▶ Page text
+ + + + +

America itself has become the world's worst pusher of deceptive gospels. How? Christians have become biblically illiterate. They don't bother to read God's Word anymore. They're not willing to fast or spend time in prayer. Instead, they run here and there, seeking out the flesh-pleasing teaching of some compromised evangelist.

How could multitudes of believers fall for such deceptions? How could they be so easily led astray? How did these masses become so blind to false works of the flesh? Amos tells us why: their protective walls are down, because of sin. God has removed the horns from the altar. And the people have lost all discernment. Such believers will be among the first to embrace the Antichrist.

God says when he visits his church, he's going to shut down everything that's polluted.

"In all vineyards [churches] shall be wailing: for I will pass through thee, saith the Lord. Woe unto you that desire the day of the Lord! To what end is it for you? The day of the Lord is darkness, and not light...I hate, I despise your feast days, and I will not smell in your solemn assemblies. Though ye offer me burnt offerings and your meat offerings, I will not accept them...Take thou away from me the noise of thy songs; for I will not hear the melody of thy viols. But let judgment run down as waters, and righteousness as a mighty stream" (Amos 5:17-24).

God's message is clear: until his righteousness begins to flow in our midst, cleansing our hearts, we won't be able to give him a true sacrifice of worship. Praises that come from hearts filled with lust and covetousness are but noise in his ears. He won't accept the worship of those who seek only pleasure or refuse to forgive others.

Amid all these prophetic warnings, Amos delivers this word of hope: "Seek good, and not evil, that ye may live: and so the Lord, the God of hosts, shall be with you, as ye have spoken. Hate the evil, and love the good, and establish judgment in the gate: it may be that the Lord God of hosts will be gracious unto the remnant of Joseph" (5:14-15).

I urge you, heed Amos' message. Seek the Lord with all your heart. Allow yourself to be judged by his Word. Confess and forsake your sin. Then God will bless you with discernment. You'll know whether you're worshipping at a Bethel altar. And you'll be able to worship him in Spirit and in truth.

+ + + + +

▶ Excerpted records
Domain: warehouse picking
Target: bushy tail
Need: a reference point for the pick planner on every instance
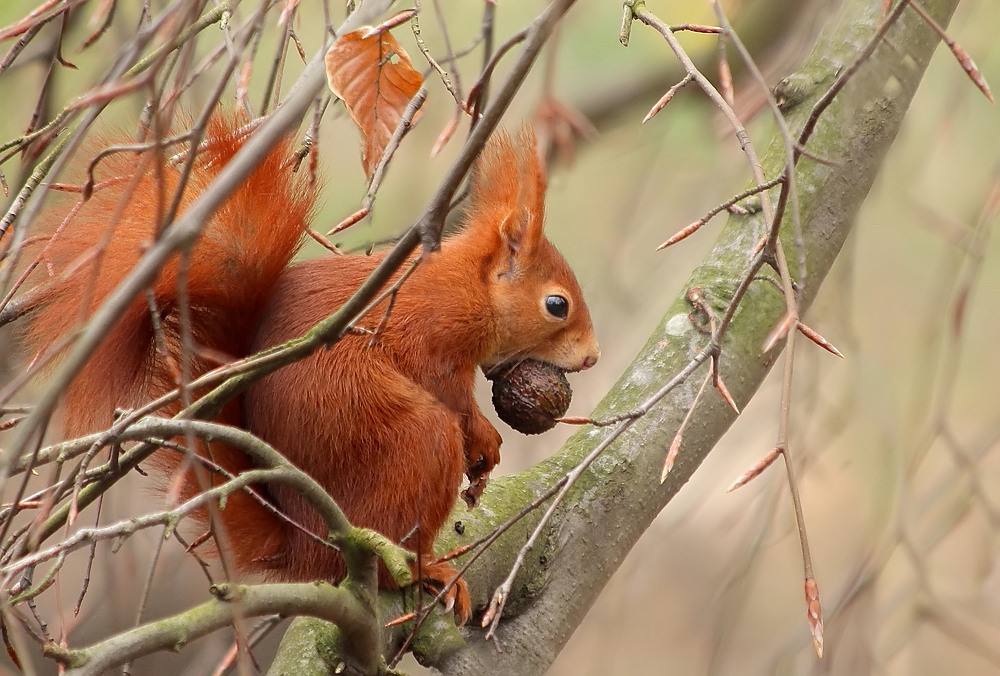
(223, 285)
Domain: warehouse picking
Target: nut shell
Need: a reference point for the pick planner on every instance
(530, 395)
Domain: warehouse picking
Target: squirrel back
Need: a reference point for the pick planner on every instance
(385, 419)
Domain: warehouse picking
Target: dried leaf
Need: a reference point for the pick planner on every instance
(814, 613)
(675, 447)
(665, 99)
(756, 470)
(373, 75)
(779, 332)
(287, 11)
(815, 337)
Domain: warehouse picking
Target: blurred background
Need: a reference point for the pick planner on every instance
(898, 445)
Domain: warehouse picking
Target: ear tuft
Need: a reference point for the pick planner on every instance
(508, 190)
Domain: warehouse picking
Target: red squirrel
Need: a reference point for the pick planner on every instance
(386, 422)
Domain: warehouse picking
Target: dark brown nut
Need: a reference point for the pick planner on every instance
(530, 395)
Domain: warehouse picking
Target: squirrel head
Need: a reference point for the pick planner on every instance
(539, 309)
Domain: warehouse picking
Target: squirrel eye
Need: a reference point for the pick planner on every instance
(557, 306)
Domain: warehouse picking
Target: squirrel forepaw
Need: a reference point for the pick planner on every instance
(435, 575)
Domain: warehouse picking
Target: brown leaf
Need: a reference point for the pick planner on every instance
(814, 614)
(373, 75)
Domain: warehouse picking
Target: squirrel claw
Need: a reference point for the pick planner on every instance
(475, 489)
(435, 576)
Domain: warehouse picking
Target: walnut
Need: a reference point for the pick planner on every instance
(530, 395)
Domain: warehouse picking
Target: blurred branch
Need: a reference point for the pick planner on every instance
(620, 495)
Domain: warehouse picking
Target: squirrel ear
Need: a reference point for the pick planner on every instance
(521, 228)
(508, 190)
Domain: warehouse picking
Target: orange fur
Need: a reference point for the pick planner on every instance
(387, 425)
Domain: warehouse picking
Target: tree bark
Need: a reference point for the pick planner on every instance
(620, 495)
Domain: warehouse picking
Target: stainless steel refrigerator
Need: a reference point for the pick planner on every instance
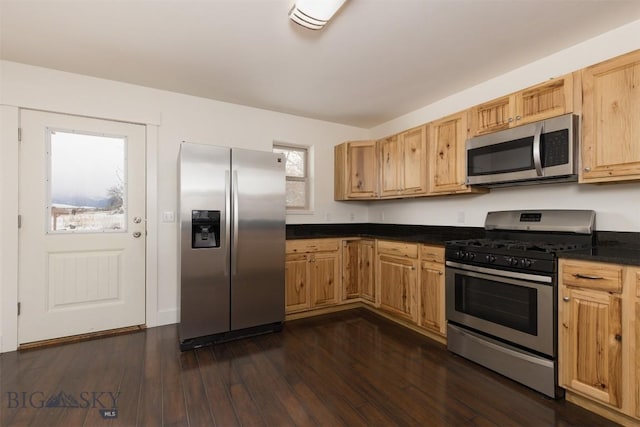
(232, 243)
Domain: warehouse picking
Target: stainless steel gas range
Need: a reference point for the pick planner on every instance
(501, 292)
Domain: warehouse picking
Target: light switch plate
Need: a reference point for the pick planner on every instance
(168, 216)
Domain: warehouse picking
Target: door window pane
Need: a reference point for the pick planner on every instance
(87, 182)
(296, 160)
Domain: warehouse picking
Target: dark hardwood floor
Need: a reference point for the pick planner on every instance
(351, 368)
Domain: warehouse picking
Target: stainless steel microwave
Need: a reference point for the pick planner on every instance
(539, 152)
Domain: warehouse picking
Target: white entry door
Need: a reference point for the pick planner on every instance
(82, 233)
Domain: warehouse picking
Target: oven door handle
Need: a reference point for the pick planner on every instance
(537, 158)
(501, 273)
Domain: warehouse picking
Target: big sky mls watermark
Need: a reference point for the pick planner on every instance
(106, 402)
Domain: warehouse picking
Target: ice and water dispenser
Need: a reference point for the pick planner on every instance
(205, 229)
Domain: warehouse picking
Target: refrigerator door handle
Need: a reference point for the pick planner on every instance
(227, 224)
(234, 245)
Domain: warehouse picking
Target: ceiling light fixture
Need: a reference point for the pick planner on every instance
(314, 14)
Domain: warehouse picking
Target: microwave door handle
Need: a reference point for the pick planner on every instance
(536, 148)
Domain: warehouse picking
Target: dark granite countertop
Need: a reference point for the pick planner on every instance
(610, 246)
(428, 234)
(613, 247)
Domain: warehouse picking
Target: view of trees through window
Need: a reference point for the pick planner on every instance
(297, 175)
(86, 182)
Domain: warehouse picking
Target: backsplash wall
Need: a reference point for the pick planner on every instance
(617, 206)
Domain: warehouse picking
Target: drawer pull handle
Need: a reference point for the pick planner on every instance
(587, 276)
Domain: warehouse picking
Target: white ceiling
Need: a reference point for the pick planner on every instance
(377, 59)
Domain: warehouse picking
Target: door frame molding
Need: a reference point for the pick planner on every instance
(9, 193)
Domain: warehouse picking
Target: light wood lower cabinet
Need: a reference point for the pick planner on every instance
(431, 314)
(405, 281)
(598, 316)
(397, 278)
(312, 274)
(358, 261)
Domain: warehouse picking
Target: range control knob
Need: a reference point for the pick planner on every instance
(511, 260)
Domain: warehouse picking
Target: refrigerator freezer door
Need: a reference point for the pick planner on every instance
(204, 271)
(258, 239)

+ + + + +

▶ Written exercise
From the final paragraph of the passage on Amos, list every command addressed directly to the reader.

▶ Exercise result
- Heed Amos' message.
- Seek the Lord with all your heart.
- Allow yourself to be judged by his Word.
- Confess and forsake your sin.